Why are homosexuals at such higher risk of contracting HIV and AIDS than are sexually active heterosexuals? There are a two main reasons.
First, gays tend to have more sex partners than straights.
... the GSS data indicates that the median number of sexual partners since age 18 for heterosexual men is 6, and 10 for homosexual men. The averages, however, are 15 and 37, respectively. Now, it's true that the averages are a better way of figuring out what a majority is doing--but the median gives us a pretty good that the high end of the promiscuity curve for homosexuals could be pretty large. The median for homosexual men is 1.66 times that of heterosexual men; the average, however, is 2.46 times. This suggests that some significant minority of homosexual men have a lot of different sexual partners--although by itself, this doesn't tell us how large or how promiscuous this crowd is.
A small number of gay men have a huge number of sex partners, and these men act like HIV seeds that drop the virus into the community at many distant points. Picturing the gay community as a graph of nodes and vectors, the mean number of sexual partners is more important than the median for determining how quickly the virus will spread because the virus does not lose any power as it jumps from person to person.
A small number of straights have a huge number of sex partners also: they're called prostitutes. The difference between gay men and straight prostitutes brings us to the second reason straights have less of a risk of getting HIV: vaginal and oral sex are much less likely to spread the virus, particularly if the carrier is the woman. Some risk statistics:
Studies of HIV transmission have calculated the risks of infection. The studies came up with very different rates. For example, one study reported the risk for infection from one episode of unprotected receptive anal intercourse with an HIV-infected partner at 1 in 3,333. Another study said 1 in 50 episodes.For regular partners who were active in anal sex, the risk for transmission was 1 in 10. The risk for the insertive partner (the "top") is believed to be about 10 times less than for the receptive partner (the "bottom").

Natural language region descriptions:
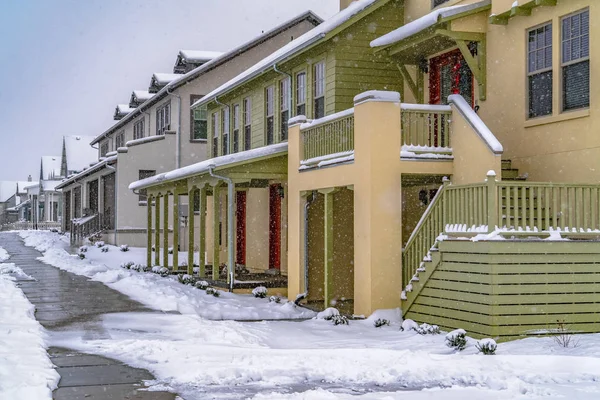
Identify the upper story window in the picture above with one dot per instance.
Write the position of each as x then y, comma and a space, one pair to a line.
270, 112
301, 93
236, 128
120, 140
163, 119
575, 61
247, 123
138, 129
225, 129
284, 106
215, 128
319, 90
539, 70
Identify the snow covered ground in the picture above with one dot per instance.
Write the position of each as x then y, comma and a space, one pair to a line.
26, 371
200, 356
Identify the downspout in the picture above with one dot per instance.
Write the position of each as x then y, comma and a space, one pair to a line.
230, 200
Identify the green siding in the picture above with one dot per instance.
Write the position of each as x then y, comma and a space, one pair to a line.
509, 289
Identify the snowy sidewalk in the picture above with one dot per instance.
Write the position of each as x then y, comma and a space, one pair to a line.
68, 301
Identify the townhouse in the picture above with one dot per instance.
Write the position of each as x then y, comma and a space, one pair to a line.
157, 132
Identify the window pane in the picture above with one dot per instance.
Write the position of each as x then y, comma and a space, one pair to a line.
540, 94
576, 85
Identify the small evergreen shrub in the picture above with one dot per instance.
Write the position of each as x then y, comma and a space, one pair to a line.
260, 292
487, 346
381, 322
202, 285
457, 339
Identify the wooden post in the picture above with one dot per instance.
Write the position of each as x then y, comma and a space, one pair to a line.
166, 230
202, 238
191, 214
328, 248
492, 217
157, 230
149, 231
175, 231
216, 232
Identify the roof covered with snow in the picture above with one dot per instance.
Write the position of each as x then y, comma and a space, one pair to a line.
50, 168
79, 153
290, 49
203, 166
214, 63
426, 21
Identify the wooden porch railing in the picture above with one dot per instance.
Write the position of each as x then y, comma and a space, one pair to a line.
426, 125
330, 135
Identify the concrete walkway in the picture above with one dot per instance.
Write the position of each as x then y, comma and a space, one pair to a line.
65, 301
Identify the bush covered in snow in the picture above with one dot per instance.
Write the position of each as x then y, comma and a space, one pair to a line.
260, 292
457, 339
379, 322
487, 346
202, 285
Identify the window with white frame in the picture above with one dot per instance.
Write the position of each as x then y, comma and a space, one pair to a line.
215, 128
163, 119
270, 112
247, 123
539, 70
138, 129
319, 90
236, 128
284, 106
575, 60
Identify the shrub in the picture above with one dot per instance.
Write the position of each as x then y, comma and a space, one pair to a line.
487, 346
379, 322
202, 285
457, 339
260, 292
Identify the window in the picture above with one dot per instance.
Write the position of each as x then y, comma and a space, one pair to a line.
576, 61
284, 105
138, 129
225, 130
163, 119
301, 93
215, 126
539, 71
319, 90
270, 111
236, 128
247, 123
143, 194
120, 140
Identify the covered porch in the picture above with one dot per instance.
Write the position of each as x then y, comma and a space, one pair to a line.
233, 212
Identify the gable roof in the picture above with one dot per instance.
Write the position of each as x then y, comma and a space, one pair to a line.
212, 64
50, 167
78, 152
309, 38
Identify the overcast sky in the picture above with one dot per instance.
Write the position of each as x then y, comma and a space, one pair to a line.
65, 64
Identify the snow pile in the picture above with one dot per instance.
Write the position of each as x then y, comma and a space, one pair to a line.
26, 371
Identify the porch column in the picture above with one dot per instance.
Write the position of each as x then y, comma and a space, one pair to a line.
216, 231
157, 230
202, 238
166, 230
191, 222
175, 231
149, 231
328, 246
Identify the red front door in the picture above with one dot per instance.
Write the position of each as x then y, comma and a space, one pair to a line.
240, 217
275, 226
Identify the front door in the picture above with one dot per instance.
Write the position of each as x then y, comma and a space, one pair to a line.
275, 226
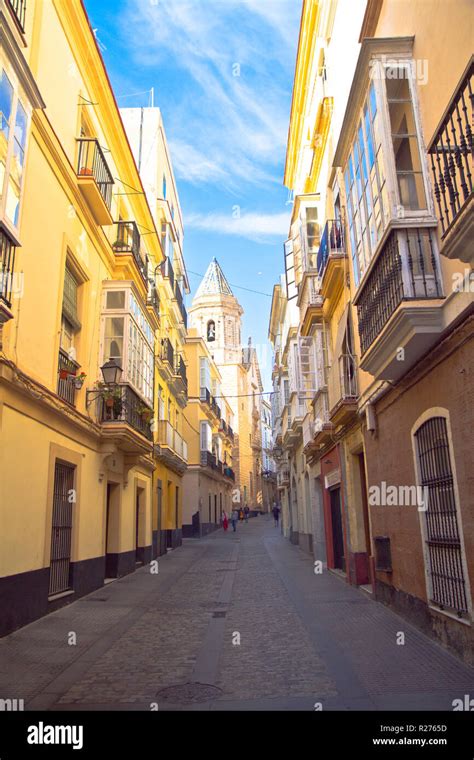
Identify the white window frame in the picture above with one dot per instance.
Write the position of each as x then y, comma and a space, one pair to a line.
391, 215
18, 96
135, 321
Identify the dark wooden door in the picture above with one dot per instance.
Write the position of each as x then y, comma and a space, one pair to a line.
337, 534
61, 528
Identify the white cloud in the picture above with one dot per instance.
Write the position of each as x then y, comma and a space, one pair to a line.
254, 226
225, 129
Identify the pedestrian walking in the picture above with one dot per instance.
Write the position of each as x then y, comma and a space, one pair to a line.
234, 518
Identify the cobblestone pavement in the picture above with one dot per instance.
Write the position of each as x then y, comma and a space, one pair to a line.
232, 621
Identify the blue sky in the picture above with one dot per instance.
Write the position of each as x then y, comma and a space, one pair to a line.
222, 73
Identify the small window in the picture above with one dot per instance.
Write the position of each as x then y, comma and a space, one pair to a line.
405, 140
69, 308
443, 539
115, 299
114, 334
67, 335
211, 330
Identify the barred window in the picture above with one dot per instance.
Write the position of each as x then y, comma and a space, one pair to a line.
447, 587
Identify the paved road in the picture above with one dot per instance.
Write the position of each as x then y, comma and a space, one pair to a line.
233, 621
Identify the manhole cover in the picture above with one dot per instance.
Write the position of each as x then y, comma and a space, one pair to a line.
187, 693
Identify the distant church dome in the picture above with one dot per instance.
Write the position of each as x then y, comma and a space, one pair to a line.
213, 282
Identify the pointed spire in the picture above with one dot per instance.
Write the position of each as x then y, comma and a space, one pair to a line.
213, 282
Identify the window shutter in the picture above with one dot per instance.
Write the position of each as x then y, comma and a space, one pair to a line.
203, 436
70, 299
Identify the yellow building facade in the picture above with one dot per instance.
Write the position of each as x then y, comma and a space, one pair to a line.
379, 264
209, 480
87, 304
146, 134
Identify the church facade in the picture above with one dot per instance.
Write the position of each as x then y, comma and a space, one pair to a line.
215, 315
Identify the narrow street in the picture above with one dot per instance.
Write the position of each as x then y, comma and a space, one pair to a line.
169, 640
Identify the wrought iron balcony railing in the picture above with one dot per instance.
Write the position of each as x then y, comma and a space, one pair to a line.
451, 156
208, 460
406, 269
205, 395
167, 271
18, 8
7, 261
67, 369
91, 163
180, 370
229, 473
332, 241
127, 239
153, 300
181, 306
127, 407
167, 351
215, 407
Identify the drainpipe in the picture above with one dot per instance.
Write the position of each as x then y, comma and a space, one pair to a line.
369, 407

▶ **CHECK YOUR UNDERSTANDING**:
A. From the HIV risk text, write out everything from "A small number of gay" down to "person to person.".
B. According to the HIV risk text, what is the median number of sexual partners since age 18 for homosexual men in the GSS data?

▶ **RESPONSE LIST**:
A.
A small number of gay men have a huge number of sex partners, and these men act like HIV seeds that drop the virus into the community at many distant points. Picturing the gay community as a graph of nodes and vectors, the mean number of sexual partners is more important than the median for determining how quickly the virus will spread because the virus does not lose any power as it jumps from person to person.

B. 10